Exercise objective:
Repeat each entry below exactly, omitting any picture it holds.

++++++++++

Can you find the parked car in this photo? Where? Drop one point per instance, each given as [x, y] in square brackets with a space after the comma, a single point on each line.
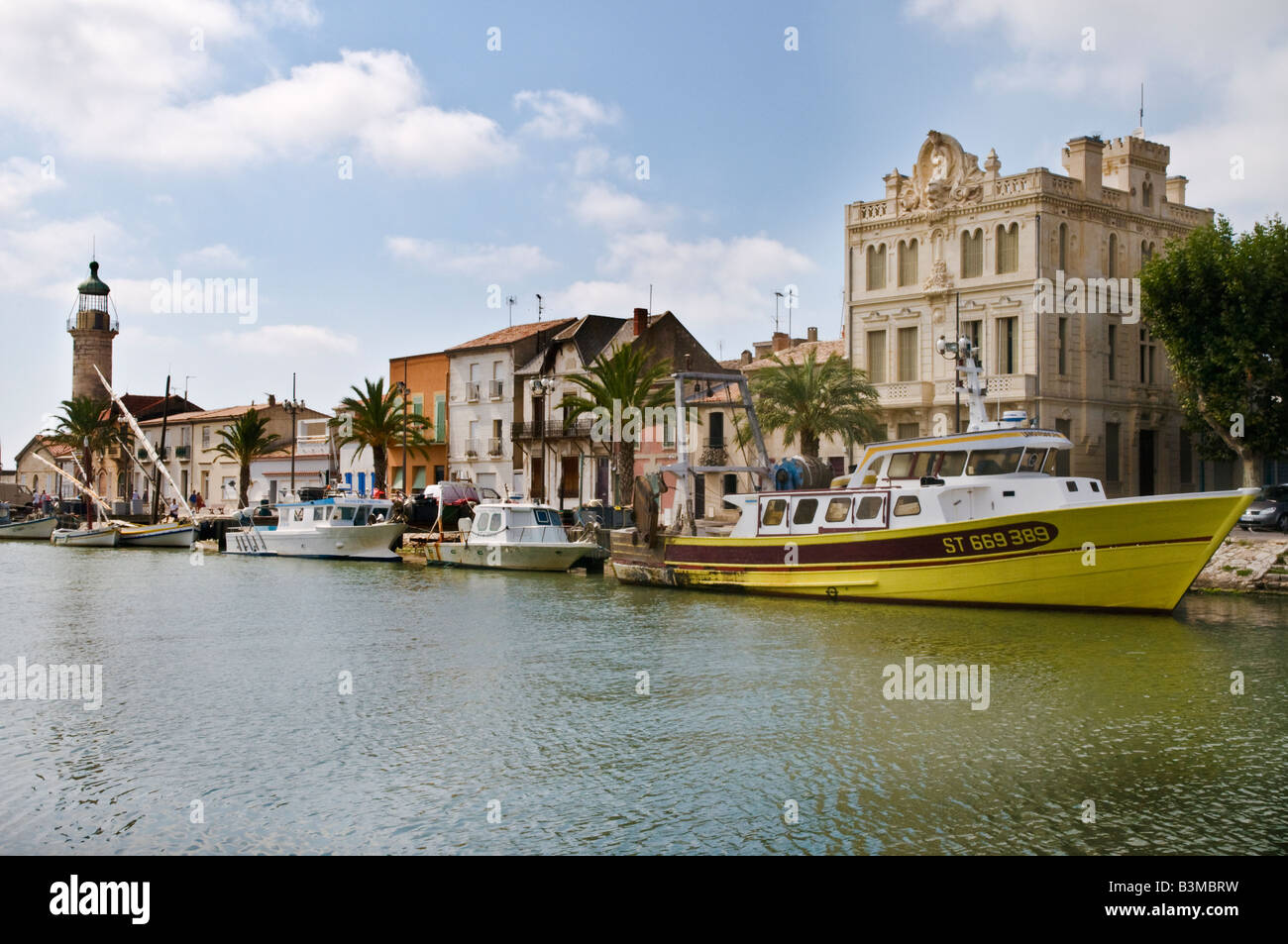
[1269, 510]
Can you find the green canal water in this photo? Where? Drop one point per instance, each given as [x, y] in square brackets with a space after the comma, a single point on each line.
[518, 695]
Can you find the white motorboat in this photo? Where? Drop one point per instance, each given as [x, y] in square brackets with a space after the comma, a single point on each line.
[86, 537]
[514, 536]
[172, 535]
[27, 528]
[336, 527]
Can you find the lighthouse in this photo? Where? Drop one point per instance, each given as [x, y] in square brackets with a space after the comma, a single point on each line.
[93, 329]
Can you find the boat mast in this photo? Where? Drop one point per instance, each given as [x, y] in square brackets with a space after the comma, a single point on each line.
[156, 475]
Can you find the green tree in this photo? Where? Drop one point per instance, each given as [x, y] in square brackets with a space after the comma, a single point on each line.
[85, 426]
[245, 441]
[621, 385]
[1219, 304]
[807, 400]
[378, 419]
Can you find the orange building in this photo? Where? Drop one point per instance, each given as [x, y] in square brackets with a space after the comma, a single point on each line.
[425, 380]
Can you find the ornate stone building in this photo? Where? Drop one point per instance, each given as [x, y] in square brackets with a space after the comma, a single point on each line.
[953, 237]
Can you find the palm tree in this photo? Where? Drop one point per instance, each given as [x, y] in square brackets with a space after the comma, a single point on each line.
[809, 400]
[85, 425]
[246, 439]
[614, 385]
[378, 419]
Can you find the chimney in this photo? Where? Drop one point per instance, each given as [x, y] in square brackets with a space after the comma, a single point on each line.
[1083, 158]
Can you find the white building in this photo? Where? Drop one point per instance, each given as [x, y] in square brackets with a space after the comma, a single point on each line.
[482, 404]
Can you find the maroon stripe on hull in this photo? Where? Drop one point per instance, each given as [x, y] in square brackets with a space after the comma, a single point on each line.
[732, 559]
[974, 543]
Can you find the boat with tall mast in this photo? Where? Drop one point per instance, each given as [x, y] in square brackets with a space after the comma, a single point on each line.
[969, 518]
[179, 533]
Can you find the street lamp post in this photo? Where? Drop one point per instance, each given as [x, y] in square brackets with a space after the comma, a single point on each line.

++++++++++

Answer below:
Can you find the parked car in this photo? Where? Drop one point per instance, each given as [x, y] in square brackets with a space after the comma, a single point on each line.
[1269, 510]
Can you find the green canal water in this photo? Where? Drop one point per instance, each given as [x, y] in square brackets with a space after the comma, a single point on each line.
[518, 695]
Can you find the white motorboat in this photo? Where? Drop one point per instance, each given as [x, y] in square brackets with a space after the comma, a single point on each line.
[86, 537]
[514, 536]
[172, 535]
[27, 528]
[336, 527]
Can you find the lighthouse in this photo? Where? Drop one point per instance, each given as [x, y] in square brackets with a space after the comma, a single point on each line.
[93, 329]
Can you find the boat mast in this photo? Where? Drop one point per instance, each given as [x, y] in square brackets with a space after the comma, a single point on each line.
[156, 475]
Can you find the green tree in this photo? Where? Drop one point per instance, each given as [x, y] in square brackets with a space after the comma, a single point on each line.
[85, 426]
[245, 441]
[621, 385]
[1219, 304]
[807, 400]
[378, 419]
Can you find the orange building in this photo? Where? Drop one point per instance, each given as [x, y] in square brackets with a space after the comma, a single point on each line.
[425, 380]
Can you find the ornate stone building in this photo? Where? Drop one point per instance, each given as [x, y] in square brackets with a space after the comma, a single point on each line.
[953, 237]
Can you find the palm tree in this photo? Where? Drop one point per instance, each given as [x, y] in square brackets with a space after the comma, a single point on each line.
[809, 400]
[85, 425]
[246, 439]
[614, 385]
[378, 419]
Can you find the chimney in this photo? Where? Drop one point per instance, each given as [x, y] in square brackets with a space after the comma, a single point on each line.
[1083, 158]
Can you find the white building in this photo? Where? Drop one point per instance, each given as [x, y] in square brackets with a space after the comma, a single point on each line.
[482, 404]
Can you find the maroon stripe on hull in this photo? Where? Drop one point per instance, each given as [x, y] in square brackets with a space after the comma, a single point on each line.
[732, 559]
[974, 543]
Can you find the boat with tall mast in this photo? Where? Drop one point per instance, each given as [x, y] in square brackets with a space after the comma, a single point on each line.
[969, 518]
[179, 533]
Can you find the street lamp post in this photo? Where? Drop one point per instance, each given as [x, y] in square brackets with a space after the comma, a single point on each line.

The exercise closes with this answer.